(Extracted data entries)

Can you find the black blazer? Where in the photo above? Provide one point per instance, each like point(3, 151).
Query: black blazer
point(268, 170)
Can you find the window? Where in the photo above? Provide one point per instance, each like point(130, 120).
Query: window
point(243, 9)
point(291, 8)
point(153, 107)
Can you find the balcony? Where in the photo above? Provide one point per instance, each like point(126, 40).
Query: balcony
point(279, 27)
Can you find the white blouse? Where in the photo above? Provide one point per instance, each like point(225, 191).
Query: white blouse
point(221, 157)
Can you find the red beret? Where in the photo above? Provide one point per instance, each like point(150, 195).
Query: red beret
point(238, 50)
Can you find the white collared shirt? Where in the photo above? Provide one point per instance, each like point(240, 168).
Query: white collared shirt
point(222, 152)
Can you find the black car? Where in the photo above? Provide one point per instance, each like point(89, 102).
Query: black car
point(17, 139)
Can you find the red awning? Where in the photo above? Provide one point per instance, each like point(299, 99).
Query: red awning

## Objective
Give the material from the line containing "Can you find the white blouse?" through the final line as a Markdown table with the columns Row and Line. Number each line, and leave out blank lines.

## Exercise solution
| Row | Line |
|---|---|
| 1 | Can you find the white blouse? Where in the photo above? Provide one point per instance, each like point(225, 191). |
| 2 | Query: white blouse |
| 3 | point(221, 157) |
| 4 | Can you find the red beret? Where in the photo above? Provide one point per instance, each like point(150, 195). |
| 5 | Query: red beret |
| 6 | point(238, 50) |
| 7 | Can you find the white collared shirt? Where in the photo above? Provide one point per instance, each like point(240, 168). |
| 8 | Query: white collared shirt |
| 9 | point(222, 152) |
| 10 | Can you find the black car? Where in the photo above? Provide one point per instance, each like point(89, 102). |
| 11 | Query: black car |
| 12 | point(17, 139) |
| 13 | Can you find the red awning? Where in the photo above? Provide one point per instance, each like point(299, 99). |
| 14 | Query: red awning |